- [Problem to solve]:
Return the listing word for word, as given.
::::::
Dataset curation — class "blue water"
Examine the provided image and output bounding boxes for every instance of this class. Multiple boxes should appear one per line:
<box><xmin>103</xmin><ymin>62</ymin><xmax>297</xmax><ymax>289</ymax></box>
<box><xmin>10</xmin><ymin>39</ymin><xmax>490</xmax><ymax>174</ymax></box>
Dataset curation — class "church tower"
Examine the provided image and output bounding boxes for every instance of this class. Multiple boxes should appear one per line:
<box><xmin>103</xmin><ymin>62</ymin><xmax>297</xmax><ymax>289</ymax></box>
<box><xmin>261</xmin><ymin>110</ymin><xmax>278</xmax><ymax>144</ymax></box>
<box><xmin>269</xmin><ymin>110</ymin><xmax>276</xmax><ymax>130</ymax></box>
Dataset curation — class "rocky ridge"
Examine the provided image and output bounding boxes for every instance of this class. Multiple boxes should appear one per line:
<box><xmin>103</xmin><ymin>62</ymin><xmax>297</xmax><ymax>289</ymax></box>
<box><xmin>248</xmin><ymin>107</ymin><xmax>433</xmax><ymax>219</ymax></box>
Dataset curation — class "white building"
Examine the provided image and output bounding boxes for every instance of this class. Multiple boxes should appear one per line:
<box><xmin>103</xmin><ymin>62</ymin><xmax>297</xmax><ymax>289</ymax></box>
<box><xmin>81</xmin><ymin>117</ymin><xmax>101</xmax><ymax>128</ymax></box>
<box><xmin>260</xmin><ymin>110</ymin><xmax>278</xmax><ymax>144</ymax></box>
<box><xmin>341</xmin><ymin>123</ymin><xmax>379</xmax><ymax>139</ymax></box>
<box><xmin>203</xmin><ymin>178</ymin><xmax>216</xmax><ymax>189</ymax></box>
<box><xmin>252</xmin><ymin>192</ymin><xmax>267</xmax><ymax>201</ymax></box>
::::::
- [Solution to this problem]:
Dataset curation — class "blue water"
Examine the provided image and output bounding boxes for every instance of this class. Multiple boxes should appear one per line:
<box><xmin>103</xmin><ymin>62</ymin><xmax>297</xmax><ymax>289</ymax></box>
<box><xmin>10</xmin><ymin>39</ymin><xmax>490</xmax><ymax>174</ymax></box>
Dataset curation — class "church tower"
Examine the provided image and output bounding boxes for every instance of this class. Multiple boxes should appear one per line:
<box><xmin>103</xmin><ymin>62</ymin><xmax>297</xmax><ymax>289</ymax></box>
<box><xmin>261</xmin><ymin>110</ymin><xmax>278</xmax><ymax>144</ymax></box>
<box><xmin>269</xmin><ymin>110</ymin><xmax>276</xmax><ymax>130</ymax></box>
Dataset curation — class "rocky ridge"
Examine the provided image and output bounding boxes for every instance of this class. Multiple boxes should appear one per line:
<box><xmin>103</xmin><ymin>62</ymin><xmax>297</xmax><ymax>289</ymax></box>
<box><xmin>248</xmin><ymin>107</ymin><xmax>433</xmax><ymax>219</ymax></box>
Dataset curation — class "white building"
Examine the provided image and output bounding boxes for every instance of this class. Multiple boxes should appear one per line:
<box><xmin>103</xmin><ymin>62</ymin><xmax>297</xmax><ymax>289</ymax></box>
<box><xmin>81</xmin><ymin>117</ymin><xmax>101</xmax><ymax>128</ymax></box>
<box><xmin>260</xmin><ymin>110</ymin><xmax>278</xmax><ymax>144</ymax></box>
<box><xmin>341</xmin><ymin>123</ymin><xmax>379</xmax><ymax>139</ymax></box>
<box><xmin>203</xmin><ymin>178</ymin><xmax>216</xmax><ymax>189</ymax></box>
<box><xmin>252</xmin><ymin>192</ymin><xmax>267</xmax><ymax>201</ymax></box>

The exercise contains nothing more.